All lines below containing the string "provide" are to be copied.

-*-

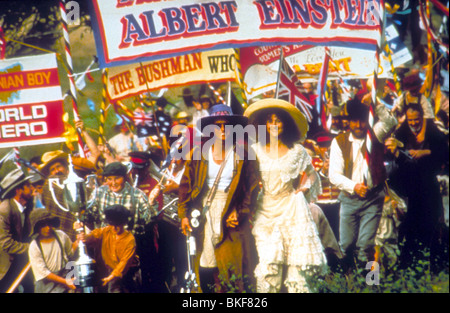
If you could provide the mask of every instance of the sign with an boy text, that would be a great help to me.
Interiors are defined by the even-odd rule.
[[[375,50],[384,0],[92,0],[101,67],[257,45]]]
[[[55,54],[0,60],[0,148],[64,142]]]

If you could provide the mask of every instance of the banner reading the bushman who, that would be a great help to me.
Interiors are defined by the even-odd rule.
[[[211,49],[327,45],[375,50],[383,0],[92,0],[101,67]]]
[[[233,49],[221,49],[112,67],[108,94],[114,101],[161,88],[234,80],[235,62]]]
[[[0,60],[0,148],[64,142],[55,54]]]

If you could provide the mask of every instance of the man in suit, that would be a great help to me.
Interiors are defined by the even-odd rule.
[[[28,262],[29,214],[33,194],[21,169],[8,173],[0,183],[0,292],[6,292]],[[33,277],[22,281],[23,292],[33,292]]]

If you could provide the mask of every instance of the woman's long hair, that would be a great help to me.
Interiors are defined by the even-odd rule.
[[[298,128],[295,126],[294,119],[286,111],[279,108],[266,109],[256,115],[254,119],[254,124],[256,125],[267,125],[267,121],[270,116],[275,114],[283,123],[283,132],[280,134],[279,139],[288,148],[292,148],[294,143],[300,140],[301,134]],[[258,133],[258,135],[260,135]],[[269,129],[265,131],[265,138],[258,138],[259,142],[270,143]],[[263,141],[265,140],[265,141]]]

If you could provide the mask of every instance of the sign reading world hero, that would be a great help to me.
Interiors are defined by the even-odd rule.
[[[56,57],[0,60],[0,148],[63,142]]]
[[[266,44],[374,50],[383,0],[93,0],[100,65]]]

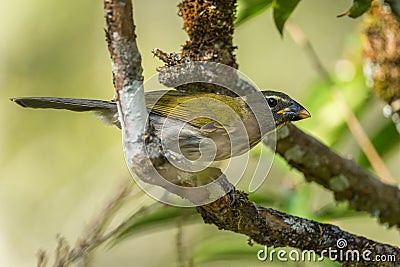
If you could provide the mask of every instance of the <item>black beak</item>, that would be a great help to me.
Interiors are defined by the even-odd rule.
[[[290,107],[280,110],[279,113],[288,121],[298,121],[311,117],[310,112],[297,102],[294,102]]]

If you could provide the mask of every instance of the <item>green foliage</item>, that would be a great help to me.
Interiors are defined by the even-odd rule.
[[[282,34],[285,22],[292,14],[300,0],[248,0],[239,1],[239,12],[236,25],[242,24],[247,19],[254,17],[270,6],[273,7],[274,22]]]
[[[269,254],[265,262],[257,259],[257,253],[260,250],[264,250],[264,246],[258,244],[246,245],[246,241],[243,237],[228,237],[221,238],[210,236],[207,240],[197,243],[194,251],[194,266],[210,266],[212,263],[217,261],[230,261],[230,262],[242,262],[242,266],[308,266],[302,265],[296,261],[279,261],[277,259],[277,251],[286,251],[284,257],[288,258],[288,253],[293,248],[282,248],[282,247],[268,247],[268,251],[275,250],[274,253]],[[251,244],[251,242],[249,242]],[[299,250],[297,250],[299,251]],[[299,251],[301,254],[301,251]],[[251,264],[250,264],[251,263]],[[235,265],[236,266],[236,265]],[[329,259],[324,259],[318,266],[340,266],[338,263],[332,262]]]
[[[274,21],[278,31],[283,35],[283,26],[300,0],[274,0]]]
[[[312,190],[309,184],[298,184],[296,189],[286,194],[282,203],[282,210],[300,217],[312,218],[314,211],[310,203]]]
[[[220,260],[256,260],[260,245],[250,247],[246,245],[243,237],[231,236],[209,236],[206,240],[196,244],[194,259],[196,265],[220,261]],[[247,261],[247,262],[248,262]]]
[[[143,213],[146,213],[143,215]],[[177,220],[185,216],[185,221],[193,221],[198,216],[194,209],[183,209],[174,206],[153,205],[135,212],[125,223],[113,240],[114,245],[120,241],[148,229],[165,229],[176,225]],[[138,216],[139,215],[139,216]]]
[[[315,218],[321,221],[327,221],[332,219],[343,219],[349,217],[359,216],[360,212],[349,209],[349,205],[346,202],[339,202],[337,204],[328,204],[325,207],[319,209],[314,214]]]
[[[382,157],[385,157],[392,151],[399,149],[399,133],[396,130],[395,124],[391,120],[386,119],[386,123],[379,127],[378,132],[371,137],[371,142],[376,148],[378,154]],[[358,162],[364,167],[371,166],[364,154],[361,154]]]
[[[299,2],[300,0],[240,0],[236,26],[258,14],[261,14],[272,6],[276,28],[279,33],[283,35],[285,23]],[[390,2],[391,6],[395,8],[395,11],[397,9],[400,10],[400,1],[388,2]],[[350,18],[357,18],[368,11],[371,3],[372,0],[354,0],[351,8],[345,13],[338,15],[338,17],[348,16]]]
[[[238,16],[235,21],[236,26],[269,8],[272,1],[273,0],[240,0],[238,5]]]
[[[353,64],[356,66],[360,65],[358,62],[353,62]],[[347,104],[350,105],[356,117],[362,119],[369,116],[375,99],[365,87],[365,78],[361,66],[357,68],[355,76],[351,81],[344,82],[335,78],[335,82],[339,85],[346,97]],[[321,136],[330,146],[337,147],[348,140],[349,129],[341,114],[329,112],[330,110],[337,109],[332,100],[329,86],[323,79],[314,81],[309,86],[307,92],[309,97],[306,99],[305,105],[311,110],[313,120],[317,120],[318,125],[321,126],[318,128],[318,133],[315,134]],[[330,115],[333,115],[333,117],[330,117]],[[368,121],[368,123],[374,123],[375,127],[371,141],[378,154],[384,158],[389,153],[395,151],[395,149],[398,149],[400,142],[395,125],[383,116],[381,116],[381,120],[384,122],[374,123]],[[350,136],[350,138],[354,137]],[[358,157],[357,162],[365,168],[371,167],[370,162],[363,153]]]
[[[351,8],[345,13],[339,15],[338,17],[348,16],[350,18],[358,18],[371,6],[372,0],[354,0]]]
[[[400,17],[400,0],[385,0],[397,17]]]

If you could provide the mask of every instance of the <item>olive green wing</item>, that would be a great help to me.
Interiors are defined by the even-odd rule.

-*-

* EXERCISE RESULT *
If you could provide the mask of every instance of the sign with an boy text, that would be a great help to me.
If you could provide the mask of every instance of the banner reading the bushman who, that would be a great help to me.
If you could provide the mask of every instance of the man in suit, that would be a great help to me.
If you could provide the mask of every instance of the woman's long hair, that would be a great help to me.
If you could provide the mask of every instance of the sign reading world hero, that would be a great help to me.
If you could provide the mask of every instance of the <item>black beak</item>, that would be a great help to me.
If you could provide the mask of every instance of the <item>green foliage</item>, that would be a great help to me.
If you could provide the mask of every instance of the <item>olive green wing</item>, that would be a great help to me.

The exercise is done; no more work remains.